### Your task:
Please return the full listing below without altering anything.

### Data supplied:
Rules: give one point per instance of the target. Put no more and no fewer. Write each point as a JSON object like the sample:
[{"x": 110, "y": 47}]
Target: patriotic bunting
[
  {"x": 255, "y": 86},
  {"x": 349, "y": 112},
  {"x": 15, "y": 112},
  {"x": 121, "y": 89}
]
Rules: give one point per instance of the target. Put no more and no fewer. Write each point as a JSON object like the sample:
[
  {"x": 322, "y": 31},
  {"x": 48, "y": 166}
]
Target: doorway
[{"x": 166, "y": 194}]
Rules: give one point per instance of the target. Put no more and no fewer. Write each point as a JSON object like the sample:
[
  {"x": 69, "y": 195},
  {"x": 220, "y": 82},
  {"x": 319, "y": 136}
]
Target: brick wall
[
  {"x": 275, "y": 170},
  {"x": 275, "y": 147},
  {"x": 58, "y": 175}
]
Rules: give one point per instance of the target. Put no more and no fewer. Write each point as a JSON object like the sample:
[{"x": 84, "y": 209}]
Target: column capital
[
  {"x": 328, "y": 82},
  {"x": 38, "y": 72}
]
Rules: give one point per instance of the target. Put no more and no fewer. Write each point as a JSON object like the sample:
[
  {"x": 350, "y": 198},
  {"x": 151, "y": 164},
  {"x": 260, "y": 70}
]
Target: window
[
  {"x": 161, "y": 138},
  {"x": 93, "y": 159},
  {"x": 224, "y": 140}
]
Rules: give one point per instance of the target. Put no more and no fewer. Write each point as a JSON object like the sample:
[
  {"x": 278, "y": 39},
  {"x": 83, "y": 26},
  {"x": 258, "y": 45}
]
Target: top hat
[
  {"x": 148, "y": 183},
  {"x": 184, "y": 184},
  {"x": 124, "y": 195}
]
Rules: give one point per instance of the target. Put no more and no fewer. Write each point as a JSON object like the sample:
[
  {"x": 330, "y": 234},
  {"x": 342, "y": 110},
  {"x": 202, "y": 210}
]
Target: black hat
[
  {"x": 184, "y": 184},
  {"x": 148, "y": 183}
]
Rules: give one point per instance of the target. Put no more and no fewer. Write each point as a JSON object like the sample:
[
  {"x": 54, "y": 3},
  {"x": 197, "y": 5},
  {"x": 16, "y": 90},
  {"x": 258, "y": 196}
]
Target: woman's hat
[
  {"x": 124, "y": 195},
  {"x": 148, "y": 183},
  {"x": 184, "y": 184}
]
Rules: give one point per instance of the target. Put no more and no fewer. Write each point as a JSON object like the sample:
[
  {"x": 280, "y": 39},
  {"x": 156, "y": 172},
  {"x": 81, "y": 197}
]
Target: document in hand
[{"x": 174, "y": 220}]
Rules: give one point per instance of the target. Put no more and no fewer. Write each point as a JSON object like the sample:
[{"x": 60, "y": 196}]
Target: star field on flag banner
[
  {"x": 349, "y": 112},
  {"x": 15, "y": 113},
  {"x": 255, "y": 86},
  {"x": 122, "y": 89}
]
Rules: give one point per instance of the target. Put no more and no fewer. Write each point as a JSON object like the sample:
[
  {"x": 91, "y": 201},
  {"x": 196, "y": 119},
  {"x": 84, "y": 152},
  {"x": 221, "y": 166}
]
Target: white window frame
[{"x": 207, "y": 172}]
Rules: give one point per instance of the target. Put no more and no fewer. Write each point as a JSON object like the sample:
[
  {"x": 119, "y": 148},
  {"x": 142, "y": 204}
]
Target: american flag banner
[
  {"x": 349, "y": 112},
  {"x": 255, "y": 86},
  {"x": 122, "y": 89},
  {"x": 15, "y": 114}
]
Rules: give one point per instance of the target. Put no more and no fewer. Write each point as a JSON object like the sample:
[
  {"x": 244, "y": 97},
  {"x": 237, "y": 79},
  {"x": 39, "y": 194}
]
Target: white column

### Solution to the problem:
Rules: give one point per instance of the target. Put no more and no fewer. Write each point as a JSON object like the sample:
[{"x": 110, "y": 47}]
Target: patriotic bunting
[
  {"x": 255, "y": 86},
  {"x": 349, "y": 112},
  {"x": 15, "y": 112},
  {"x": 121, "y": 89}
]
Rules: give one point per instance of the target. Put no more and no fewer. Write each point as a JSON object like the sample:
[
  {"x": 322, "y": 31},
  {"x": 48, "y": 166}
]
Target: doorway
[{"x": 166, "y": 194}]
Rules: give one point per instance of the target. Put no more and no fewer. Write each point as a JSON object like the sample:
[
  {"x": 69, "y": 195},
  {"x": 220, "y": 82},
  {"x": 319, "y": 136}
]
Target: brick wall
[
  {"x": 275, "y": 170},
  {"x": 275, "y": 147},
  {"x": 58, "y": 175}
]
Rules: give one point per instance of the target. Put no more and no fewer. Write each point as a JSON object like the sample:
[{"x": 84, "y": 209}]
Target: column capital
[
  {"x": 328, "y": 82},
  {"x": 38, "y": 72}
]
Rules: give one point per instance of the target. Put no more and no fewer. Write each point as a JSON object like the sample:
[
  {"x": 350, "y": 198},
  {"x": 151, "y": 164},
  {"x": 260, "y": 70}
]
Target: window
[
  {"x": 161, "y": 138},
  {"x": 93, "y": 159},
  {"x": 224, "y": 140}
]
Rules: give one point per instance of the target. Put no more and no fewer. Write each point as a JSON object like the sample:
[
  {"x": 278, "y": 39},
  {"x": 83, "y": 26},
  {"x": 258, "y": 45}
]
Target: top hat
[
  {"x": 148, "y": 183},
  {"x": 184, "y": 184},
  {"x": 124, "y": 195}
]
Rules: give one point per instance of the target. Put no more and no fewer. Write each point as a JSON object like the sample:
[
  {"x": 330, "y": 234},
  {"x": 342, "y": 110},
  {"x": 202, "y": 210}
]
Target: black hat
[
  {"x": 184, "y": 184},
  {"x": 148, "y": 183}
]
Rules: give one point per instance of the target. Put no more and no fewer. Write each point as a JSON object like the sample:
[
  {"x": 54, "y": 3},
  {"x": 197, "y": 5},
  {"x": 16, "y": 90},
  {"x": 258, "y": 196}
]
Target: woman's hat
[
  {"x": 124, "y": 195},
  {"x": 148, "y": 183},
  {"x": 184, "y": 184}
]
Rules: give one point per instance of the target. Put no more and no fewer. Write each point as a JSON object like the sample:
[
  {"x": 280, "y": 39},
  {"x": 156, "y": 172},
  {"x": 81, "y": 197}
]
Target: document in hand
[{"x": 174, "y": 220}]
Rules: give one point per instance of the target. Put no more and no fewer. Write each point as a JSON object like the sample:
[{"x": 60, "y": 196}]
Target: star field on flag banner
[
  {"x": 349, "y": 112},
  {"x": 15, "y": 113},
  {"x": 255, "y": 86},
  {"x": 122, "y": 89}
]
Rules: give one point per instance of the target. Put no more and no fewer. Write each point as a JSON object like the sample:
[
  {"x": 91, "y": 201},
  {"x": 196, "y": 119},
  {"x": 84, "y": 152},
  {"x": 221, "y": 166}
]
Target: white window frame
[{"x": 207, "y": 172}]
Rules: give one point per instance of the target. Put no more and no fewer. Write each point as a JSON object like the sample:
[
  {"x": 119, "y": 148},
  {"x": 142, "y": 204}
]
Target: american flag banner
[
  {"x": 349, "y": 112},
  {"x": 255, "y": 86},
  {"x": 122, "y": 89},
  {"x": 15, "y": 114}
]
Rules: give one point per instance of the target. Put no more and no fewer. Write each point as a JSON object like the sample:
[
  {"x": 244, "y": 97},
  {"x": 237, "y": 79},
  {"x": 39, "y": 194}
]
Target: white column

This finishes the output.